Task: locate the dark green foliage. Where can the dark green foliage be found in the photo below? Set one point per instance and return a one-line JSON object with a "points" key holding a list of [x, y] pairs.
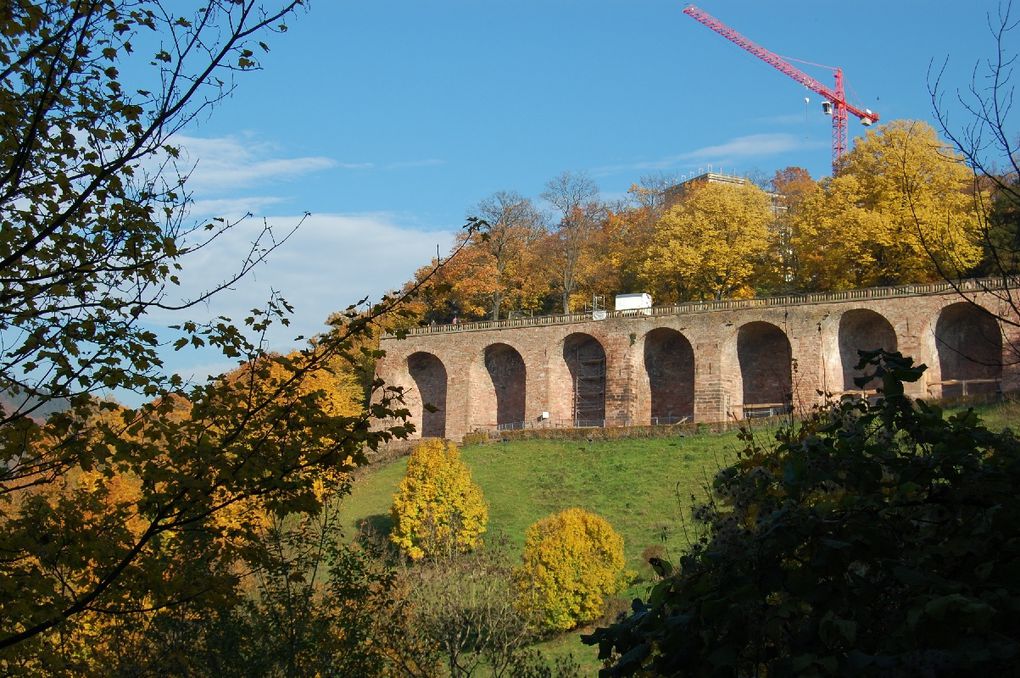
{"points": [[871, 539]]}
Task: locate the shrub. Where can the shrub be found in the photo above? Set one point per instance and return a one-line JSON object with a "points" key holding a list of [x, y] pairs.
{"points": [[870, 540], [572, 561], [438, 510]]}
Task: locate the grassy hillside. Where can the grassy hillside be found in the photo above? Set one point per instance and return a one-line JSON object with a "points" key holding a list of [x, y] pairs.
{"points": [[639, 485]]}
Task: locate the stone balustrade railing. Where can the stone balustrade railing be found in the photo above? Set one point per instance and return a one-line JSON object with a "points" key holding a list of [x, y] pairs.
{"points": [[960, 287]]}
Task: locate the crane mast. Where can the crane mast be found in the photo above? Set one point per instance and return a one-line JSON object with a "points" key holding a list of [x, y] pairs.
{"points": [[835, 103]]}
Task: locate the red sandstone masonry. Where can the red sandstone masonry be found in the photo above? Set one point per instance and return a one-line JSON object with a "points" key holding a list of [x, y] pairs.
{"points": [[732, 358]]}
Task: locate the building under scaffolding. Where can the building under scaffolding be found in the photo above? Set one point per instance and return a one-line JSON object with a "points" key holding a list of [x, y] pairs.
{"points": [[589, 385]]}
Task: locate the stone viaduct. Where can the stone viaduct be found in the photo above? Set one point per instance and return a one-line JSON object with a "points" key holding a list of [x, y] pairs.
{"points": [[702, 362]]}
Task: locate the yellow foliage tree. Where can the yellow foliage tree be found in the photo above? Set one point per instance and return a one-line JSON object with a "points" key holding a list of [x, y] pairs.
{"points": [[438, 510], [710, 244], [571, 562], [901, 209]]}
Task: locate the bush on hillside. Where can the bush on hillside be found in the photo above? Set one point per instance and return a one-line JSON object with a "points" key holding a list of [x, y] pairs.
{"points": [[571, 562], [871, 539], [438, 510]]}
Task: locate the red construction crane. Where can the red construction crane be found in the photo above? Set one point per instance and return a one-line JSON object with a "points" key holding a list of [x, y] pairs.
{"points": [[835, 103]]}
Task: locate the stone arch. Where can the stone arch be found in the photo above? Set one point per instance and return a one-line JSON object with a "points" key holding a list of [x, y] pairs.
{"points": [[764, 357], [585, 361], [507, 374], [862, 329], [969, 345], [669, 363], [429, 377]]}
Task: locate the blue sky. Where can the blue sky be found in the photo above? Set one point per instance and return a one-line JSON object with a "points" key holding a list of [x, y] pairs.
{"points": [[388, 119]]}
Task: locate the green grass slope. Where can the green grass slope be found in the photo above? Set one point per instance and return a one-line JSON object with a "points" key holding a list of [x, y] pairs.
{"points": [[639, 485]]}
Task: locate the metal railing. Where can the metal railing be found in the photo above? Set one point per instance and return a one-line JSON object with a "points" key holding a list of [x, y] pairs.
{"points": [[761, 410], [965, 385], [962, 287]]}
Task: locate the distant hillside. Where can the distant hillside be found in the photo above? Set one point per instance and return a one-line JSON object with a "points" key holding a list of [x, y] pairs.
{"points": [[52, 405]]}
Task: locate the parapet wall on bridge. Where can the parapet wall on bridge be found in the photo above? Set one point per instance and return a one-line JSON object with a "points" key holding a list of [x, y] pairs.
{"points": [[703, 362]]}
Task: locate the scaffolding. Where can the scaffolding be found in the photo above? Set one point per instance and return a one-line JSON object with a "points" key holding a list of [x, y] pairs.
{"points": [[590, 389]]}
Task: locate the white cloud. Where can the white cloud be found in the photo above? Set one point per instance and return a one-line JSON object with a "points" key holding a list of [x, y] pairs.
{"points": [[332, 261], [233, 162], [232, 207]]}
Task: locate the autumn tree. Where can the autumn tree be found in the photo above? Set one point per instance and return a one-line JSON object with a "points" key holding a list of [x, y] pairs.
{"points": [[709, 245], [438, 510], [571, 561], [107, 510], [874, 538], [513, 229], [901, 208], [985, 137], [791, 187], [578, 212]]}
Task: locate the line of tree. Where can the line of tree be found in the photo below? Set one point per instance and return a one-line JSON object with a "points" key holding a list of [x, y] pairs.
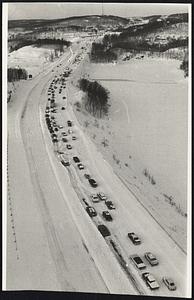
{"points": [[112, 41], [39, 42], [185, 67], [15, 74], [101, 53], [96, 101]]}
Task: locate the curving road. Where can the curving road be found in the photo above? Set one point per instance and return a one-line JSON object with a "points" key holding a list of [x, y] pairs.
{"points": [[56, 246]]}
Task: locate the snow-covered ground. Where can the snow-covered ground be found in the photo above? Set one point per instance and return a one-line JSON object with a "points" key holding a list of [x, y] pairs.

INSTRUCTION:
The records above need to be restated word for word, with the pictures left out.

ANSWER FOR THIS EXERCISE:
Task: locate the dark green foliage. Where can the dark green foliage be found in the photo below? Set one point per instance and return a one-line JSON object with a "points" key holding a list of [x, y] pairs.
{"points": [[871, 539]]}
Task: locate the shrub. Where can the shrub be found in the photo above? Set one point per instance and return a one-line JSON object with a "points" key holding a list of [x, y] pairs.
{"points": [[870, 540], [572, 561], [438, 510]]}
Task: locate the grassy hillside. Where can the grassy hillside be found in the photo above? Set one point per instance and return a one-line JSON object with a "points" key holding a list of [x, y] pairs.
{"points": [[639, 485]]}
Task: locate the stone balustrade railing. Where can the stone balustrade railing be found in the photo above? Set one point per instance and return a one-line JSON object with a "points" key holding a list of [x, y] pairs.
{"points": [[960, 287]]}
Task: locate the crane mast. Where can the crane mast be found in the photo above? Set one point per instance and return a one-line JSON object with a "points" key holding a list of [x, y] pairs.
{"points": [[835, 103]]}
Task: locate the red sandstone masonry. Where can the red sandstone masonry be found in the photo above? Set one point per instance and return a one-line JSON object with a "points" key holding a list of [x, y] pairs.
{"points": [[732, 358]]}
Task: locate the building under scaffolding. Where can the building under scaffolding be found in the photo above? Set one point per instance and return a one-line JSON object with a "points" key holding a list of [x, y] pairs.
{"points": [[589, 385]]}
Task: locate the stone viaduct. Where can the stone viaduct be found in the photo above? Set one point per instance and return a one-line JSON object with a "points" key holding a list of [x, y] pairs.
{"points": [[702, 362]]}
Task: locate the yellow foliage tree. Where can the yellow foliage tree be found in the photo above? Set one point per instance and return a one-line JSON object with a "points" key holding a list of [x, y] pairs.
{"points": [[438, 510], [710, 244], [571, 562], [901, 209]]}
Task: locate the bush on hillside. Where can the bush on hillside be found in the photo above? Set one point per instance and return a one-line JSON object with a "points" key holding a list of [x, y] pairs.
{"points": [[571, 562], [871, 539], [438, 510]]}
Task: locate the red construction crane. Where can the red construction crane be found in the photo above? Set one point per instance and return a one-line JSON object with a "points" key holding a list of [x, y] pairs.
{"points": [[835, 103]]}
Task: locate the stone arch. Where can the stone arch be found in the photo above? Set one point per instance and return a one-line JSON object with a "points" key holding a list of [x, y] pairs.
{"points": [[764, 357], [585, 361], [507, 374], [862, 329], [969, 345], [669, 363], [429, 377]]}
Task: locate the blue sky. Where can the blue sky be found in the photo above? Set one point per instance and return a one-line JSON object with a "points" key holding a list of [x, y] pairs.
{"points": [[388, 119]]}
Task: locate the green grass slope. Where can the green grass slope be found in the photo above? Set one point per instance and return a one-line JSON object with a "points" key holding a list of [x, y] pairs.
{"points": [[639, 485]]}
Task: locate the metal railing. Where can the metal railing be found in the photo above? Set one point per instance and return a one-line JSON object with a "points" key holding a list of [x, y] pairs.
{"points": [[761, 410], [965, 385], [962, 287]]}
Task: locate the distant hillside. Where can the distant hillside be found in the photo above? Set one point per instance and return a one-line JSON object with a "points" key holding a list of [x, y] pairs.
{"points": [[52, 405]]}
Task: locate the parapet wall on bridge. Where can the parapet wall on bridge be found in the photo above? Set one point per instance and return a one-line JSON object with a "points" key holding a list of [x, y] pairs.
{"points": [[703, 362]]}
Task: locate the scaffolding. Where can the scaffolding be found in the photo above? Set one point per instance and return a one-line JSON object with a "points" key holding a list of [x, y] pairs.
{"points": [[590, 389]]}
Task: locate the white cloud. Where can the white cloud be found in the photo above? Set one point per instance and return a one-line JSON object with a "points" key holding a list of [x, y] pairs.
{"points": [[332, 261], [233, 162], [232, 207]]}
Task: locate the autumn tree. Where can the autumn tree be found in the photo above? Set one point per instance and return a one-line JSON object with a "points" key holding a list of [x, y] pairs.
{"points": [[709, 245], [438, 510], [571, 561], [107, 510], [874, 538], [513, 229], [901, 208], [985, 137], [791, 187], [578, 212]]}
Task: locate the line of tree. Where can the line of tree be found in the photo below? Set one point per instance and return a one-line JSON object with a "points" key holding a list of [x, y] pairs.
{"points": [[112, 41], [39, 42], [185, 67], [15, 74], [101, 53], [96, 101]]}
Task: locate the curving road. Where can the curving road be found in the photo above? Set one point per instance and return a one-line JSON object with a "points" key holding a list of [x, y] pairs.
{"points": [[56, 246]]}
Task: locate the snow-covered ground. Where can the snow-covered ground be found in the photo above? Set one point per instance and return a one-line JSON object with a "points" key holding a list of [x, y] pairs.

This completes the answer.